_WHAT YOU SHOULD DO_. Convert the lines below into a two-column CSV with the header row "prompt,response". Give one row per line, with its text and its answer each in a single double-quoted field and any line breaks replaced by spaces.

_THE RECORDS_.

[start]

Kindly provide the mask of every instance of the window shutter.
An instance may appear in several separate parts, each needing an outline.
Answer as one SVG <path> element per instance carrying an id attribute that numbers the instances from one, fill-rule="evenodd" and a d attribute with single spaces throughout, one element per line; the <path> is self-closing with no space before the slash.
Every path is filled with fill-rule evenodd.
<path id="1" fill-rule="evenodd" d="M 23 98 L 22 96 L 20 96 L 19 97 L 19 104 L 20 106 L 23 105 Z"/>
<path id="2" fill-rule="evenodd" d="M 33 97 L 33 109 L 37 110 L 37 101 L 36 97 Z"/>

[end]

_RESPONSE_.
prompt,response
"Kindly provide the mask of every instance of the window shutter. An instance may appear in several separate parts, each needing an outline. Answer as one SVG <path> element per instance carrying an id attribute that numbers the instances from one, fill-rule=""evenodd"" and a d attribute with single spaces throughout, one element per line; the <path> is self-closing with no space before the slash. Every path is filled with fill-rule evenodd.","<path id=""1"" fill-rule=""evenodd"" d=""M 23 98 L 22 96 L 20 96 L 19 97 L 19 104 L 20 106 L 23 105 Z""/> <path id=""2"" fill-rule=""evenodd"" d=""M 33 97 L 33 109 L 37 110 L 37 101 L 36 97 Z""/>"